- BRIEF
From the records below, please repeat exactly the line that has "box: [343, 182, 357, 205]", the line that has "positive clicks: (528, 284) (503, 281)", and every line between them, and nothing else.

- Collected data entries
----

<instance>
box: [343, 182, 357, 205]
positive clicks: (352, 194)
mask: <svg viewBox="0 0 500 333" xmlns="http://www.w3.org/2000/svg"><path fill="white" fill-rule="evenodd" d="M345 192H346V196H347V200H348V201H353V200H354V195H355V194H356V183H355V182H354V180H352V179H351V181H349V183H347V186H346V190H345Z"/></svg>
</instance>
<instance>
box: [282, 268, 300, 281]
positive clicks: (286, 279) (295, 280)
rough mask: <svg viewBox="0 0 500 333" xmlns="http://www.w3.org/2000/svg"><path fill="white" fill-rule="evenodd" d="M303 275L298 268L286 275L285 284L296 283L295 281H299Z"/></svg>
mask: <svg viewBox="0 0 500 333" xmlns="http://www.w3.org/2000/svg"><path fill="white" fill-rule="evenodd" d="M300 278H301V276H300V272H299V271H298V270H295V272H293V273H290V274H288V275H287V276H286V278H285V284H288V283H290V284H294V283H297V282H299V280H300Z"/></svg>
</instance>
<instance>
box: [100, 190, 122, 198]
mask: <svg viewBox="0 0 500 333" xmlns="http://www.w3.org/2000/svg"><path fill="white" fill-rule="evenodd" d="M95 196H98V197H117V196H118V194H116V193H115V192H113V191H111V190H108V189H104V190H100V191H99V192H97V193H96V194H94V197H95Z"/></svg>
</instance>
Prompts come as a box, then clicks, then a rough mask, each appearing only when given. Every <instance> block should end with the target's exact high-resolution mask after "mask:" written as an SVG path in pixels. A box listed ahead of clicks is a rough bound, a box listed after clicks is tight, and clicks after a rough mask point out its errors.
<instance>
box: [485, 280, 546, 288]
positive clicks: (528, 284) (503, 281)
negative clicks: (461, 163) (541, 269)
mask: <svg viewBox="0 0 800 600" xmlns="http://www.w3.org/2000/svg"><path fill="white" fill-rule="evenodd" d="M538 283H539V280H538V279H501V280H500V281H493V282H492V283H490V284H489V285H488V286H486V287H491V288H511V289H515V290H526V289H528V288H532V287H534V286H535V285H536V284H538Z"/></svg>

----

- RESULT
box: [343, 182, 357, 205]
positive clicks: (352, 194)
mask: <svg viewBox="0 0 500 333" xmlns="http://www.w3.org/2000/svg"><path fill="white" fill-rule="evenodd" d="M345 192H346V196H347V200H348V201H353V200H354V195H355V194H356V183H355V182H354V180H352V179H351V181H349V183H347V186H346V190H345Z"/></svg>
</instance>
<instance>
box: [282, 268, 300, 281]
positive clicks: (286, 279) (295, 280)
rough mask: <svg viewBox="0 0 500 333" xmlns="http://www.w3.org/2000/svg"><path fill="white" fill-rule="evenodd" d="M303 275L298 268L286 275L285 284L296 283L295 281H299Z"/></svg>
mask: <svg viewBox="0 0 500 333" xmlns="http://www.w3.org/2000/svg"><path fill="white" fill-rule="evenodd" d="M300 278H301V276H300V272H299V271H298V270H295V272H293V273H290V274H288V275H287V276H286V278H285V284H288V283H290V284H294V283H297V282H299V280H300Z"/></svg>
</instance>
<instance>
box: [100, 190, 122, 198]
mask: <svg viewBox="0 0 500 333" xmlns="http://www.w3.org/2000/svg"><path fill="white" fill-rule="evenodd" d="M95 196H98V197H117V196H118V194H116V193H115V192H113V191H111V190H108V189H104V190H100V191H99V192H97V193H96V194H94V197H95Z"/></svg>
</instance>
Prompts come as a box, then clicks, then a rough mask, each appearing only when given. Every <instance> block should end with the target's exact high-resolution mask after "mask:" written as an SVG path in pixels. A box listed ahead of clicks is a rough bound, a box listed after clicks is tight, and clicks after a rough mask point out its errors.
<instance>
box: [485, 280, 546, 288]
positive clicks: (528, 284) (503, 281)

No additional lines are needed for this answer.